Start of Block

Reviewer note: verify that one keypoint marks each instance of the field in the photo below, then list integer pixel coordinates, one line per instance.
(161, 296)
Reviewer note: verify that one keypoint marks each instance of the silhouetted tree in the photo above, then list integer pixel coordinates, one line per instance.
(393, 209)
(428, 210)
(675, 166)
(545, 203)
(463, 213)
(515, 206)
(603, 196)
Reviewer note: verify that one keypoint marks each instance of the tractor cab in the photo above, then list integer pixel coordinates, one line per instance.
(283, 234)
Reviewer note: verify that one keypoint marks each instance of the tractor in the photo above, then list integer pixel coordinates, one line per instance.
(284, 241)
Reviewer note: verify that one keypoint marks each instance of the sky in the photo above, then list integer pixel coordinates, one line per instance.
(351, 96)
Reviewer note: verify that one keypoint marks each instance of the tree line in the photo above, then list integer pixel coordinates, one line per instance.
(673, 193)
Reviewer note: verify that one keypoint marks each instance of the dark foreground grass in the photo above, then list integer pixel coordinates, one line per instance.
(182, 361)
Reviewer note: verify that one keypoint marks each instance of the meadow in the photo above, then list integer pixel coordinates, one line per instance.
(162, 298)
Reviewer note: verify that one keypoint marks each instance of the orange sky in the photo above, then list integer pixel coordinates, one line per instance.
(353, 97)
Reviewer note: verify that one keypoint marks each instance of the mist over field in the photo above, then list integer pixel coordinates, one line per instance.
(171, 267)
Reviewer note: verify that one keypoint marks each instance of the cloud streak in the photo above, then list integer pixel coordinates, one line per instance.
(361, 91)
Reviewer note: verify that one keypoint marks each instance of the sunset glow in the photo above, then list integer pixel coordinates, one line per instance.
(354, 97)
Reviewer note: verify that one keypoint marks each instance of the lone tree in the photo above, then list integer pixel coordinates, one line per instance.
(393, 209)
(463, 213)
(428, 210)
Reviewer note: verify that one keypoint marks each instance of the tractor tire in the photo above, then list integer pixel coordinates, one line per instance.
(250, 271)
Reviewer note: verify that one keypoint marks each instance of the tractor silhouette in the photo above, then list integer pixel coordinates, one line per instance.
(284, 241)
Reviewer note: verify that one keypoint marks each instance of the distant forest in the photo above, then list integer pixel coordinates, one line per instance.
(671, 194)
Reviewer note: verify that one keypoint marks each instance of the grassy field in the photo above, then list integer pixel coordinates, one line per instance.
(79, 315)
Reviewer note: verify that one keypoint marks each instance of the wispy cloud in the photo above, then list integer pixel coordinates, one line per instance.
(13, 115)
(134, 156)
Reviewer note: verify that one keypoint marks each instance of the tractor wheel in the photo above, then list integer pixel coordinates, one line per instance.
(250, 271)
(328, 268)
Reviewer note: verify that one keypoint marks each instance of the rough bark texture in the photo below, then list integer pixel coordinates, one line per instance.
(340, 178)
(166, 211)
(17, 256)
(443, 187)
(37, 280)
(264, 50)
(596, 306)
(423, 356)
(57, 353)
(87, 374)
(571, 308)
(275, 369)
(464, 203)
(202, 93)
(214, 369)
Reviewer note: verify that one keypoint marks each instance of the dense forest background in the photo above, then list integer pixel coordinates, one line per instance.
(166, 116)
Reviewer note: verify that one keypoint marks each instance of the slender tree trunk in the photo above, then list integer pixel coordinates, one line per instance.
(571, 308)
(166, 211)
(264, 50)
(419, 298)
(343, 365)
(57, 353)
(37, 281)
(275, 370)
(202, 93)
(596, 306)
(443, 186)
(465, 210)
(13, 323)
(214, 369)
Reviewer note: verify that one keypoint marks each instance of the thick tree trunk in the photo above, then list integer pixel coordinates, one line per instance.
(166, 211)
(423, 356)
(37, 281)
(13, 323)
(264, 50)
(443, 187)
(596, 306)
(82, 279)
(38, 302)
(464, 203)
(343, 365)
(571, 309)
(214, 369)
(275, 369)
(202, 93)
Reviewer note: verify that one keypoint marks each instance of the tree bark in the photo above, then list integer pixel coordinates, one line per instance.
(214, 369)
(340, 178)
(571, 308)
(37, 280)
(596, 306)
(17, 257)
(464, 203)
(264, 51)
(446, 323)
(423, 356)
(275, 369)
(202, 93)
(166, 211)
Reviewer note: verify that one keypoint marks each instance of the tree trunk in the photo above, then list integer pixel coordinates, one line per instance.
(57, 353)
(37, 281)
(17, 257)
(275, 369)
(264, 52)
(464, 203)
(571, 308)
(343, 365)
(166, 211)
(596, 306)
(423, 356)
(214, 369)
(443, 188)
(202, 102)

End of Block

Your instructions: Using the material above, please reproduce each line exactly.

Completed exercise:
Reviewer note: verify that one keypoint marks each instance of the field in the photo below, then list integer pixel coordinates, one line per instance.
(161, 296)
Reviewer note: verify that one keypoint marks each instance of the silhouetted tree in the photo above, then list integer pixel coordinates, one line per instance.
(393, 209)
(428, 210)
(675, 166)
(545, 203)
(463, 213)
(515, 206)
(603, 196)
Reviewer note: verify that one keypoint marks each instance of the tractor cab in the photo above, then list integer pixel coordinates, one line per instance.
(283, 234)
Reviewer note: verify that one keypoint marks each instance of the tractor in the photo above, then list integer pixel coordinates, one line per instance.
(284, 241)
Reviewer note: verify that one keypoint marks each instance of the sky in the photo above, then list integer pixel coordinates, one line per instance.
(351, 96)
Reviewer note: verify that one keypoint marks each instance of the tree line in the photo above, then list integer pixel coordinates, one line per instance.
(673, 193)
Reviewer note: verify that one keypoint marks each instance of the dark foreground grass in the photo above, then list integer pixel coordinates, one line per instance.
(182, 361)
Reviewer note: verify that one keypoint marks each instance of the meadow in the photo above, then list integer pixel coordinates, one line per instance.
(162, 298)
Reviewer note: verify that one keypoint marks each instance of the orange sky in the photo above, then list integer pixel coordinates, one line per instance.
(353, 97)
Reviewer note: verify that one keypoint marks each instance of the mist over field in the photo above, then list integer pixel coordinates, one line per instance.
(171, 267)
Reviewer note: verify that one keypoint marks each instance of the cloud streak in the photo above, then list integer pixel coordinates, one line per instance.
(361, 91)
Reviewer note: verify that one keypoint marks each instance of the sunset glow in the photo above, then list integer pixel coordinates, one line per instance.
(354, 97)
Reviewer note: verify that one keypoint marks each instance of the lone tree in the photo above, then list integer pixel coordinates, one line per instance.
(393, 209)
(463, 213)
(428, 210)
Reviewer note: verify that one keypoint marks each instance of the tractor tire in the photo above, then list integer pixel coordinates, one line per instance.
(250, 271)
Reviewer note: verify that one keypoint marks each instance of the tractor silhouette in the photo above, then list integer pixel coordinates, one line per instance.
(284, 241)
Reviewer note: verify that one keypoint marks each instance of the distant forest in the photo above, then list integer pixel coordinates, one line per instance.
(671, 194)
Reviewer note: verify that one keypoint marks each instance of the grassy field in the photo above, then list integer pixel coordinates, one line per instance.
(79, 315)
Reviewer note: verify that one keypoint marks each instance of the wispy cloud in the photo above, then list integer pixel coordinates, one line per instance.
(13, 115)
(134, 156)
Reviewer note: verify that one keypoint marks each instance of the tractor wheel in the photo above, then list integer pixel coordinates, one line per instance.
(250, 271)
(328, 268)
Reviewer note: verify that one keypoint marks each instance of the rough bark texture in the photo below, then list integer pixel coordinates, one line per instance.
(340, 178)
(166, 211)
(17, 256)
(443, 187)
(37, 280)
(264, 50)
(596, 306)
(423, 356)
(57, 353)
(87, 374)
(571, 308)
(275, 369)
(464, 203)
(202, 93)
(214, 369)
Reviewer note: verify that one keypoint marks each instance of the dense forest background in the photo above, then list integer pixel coordinates, one line per instance.
(166, 116)
Reviewer note: verify that one keypoint marks each instance of the slender tree trunk in the photo above, then list integer pixel coordinates, one line per instance.
(571, 308)
(166, 211)
(264, 50)
(419, 298)
(343, 365)
(57, 353)
(37, 281)
(275, 370)
(202, 93)
(596, 306)
(443, 186)
(465, 210)
(13, 323)
(214, 369)
Reviewer note: verify that one keypoint marks each instance of the thick tree trunk in the photo above, then list integer pixel coordinates, one line per instance.
(166, 211)
(423, 356)
(37, 281)
(13, 323)
(264, 50)
(443, 187)
(596, 306)
(82, 279)
(38, 302)
(464, 203)
(343, 365)
(571, 309)
(214, 369)
(275, 369)
(202, 93)
Reviewer note: verify that one keypoint marks each instance of the tree bark in the photo above, then list integer pixel coordinates, one line per instance.
(214, 369)
(340, 178)
(571, 308)
(37, 280)
(596, 306)
(17, 257)
(464, 203)
(264, 51)
(446, 323)
(423, 356)
(275, 369)
(202, 93)
(166, 211)
Reviewer note: verify that one keypoint marks each instance of the tree trunk in the photo above, then list integer pixel coordinates, one line per instance.
(57, 353)
(37, 281)
(17, 257)
(275, 369)
(264, 52)
(464, 203)
(571, 308)
(343, 365)
(166, 211)
(596, 306)
(423, 356)
(214, 369)
(443, 188)
(202, 102)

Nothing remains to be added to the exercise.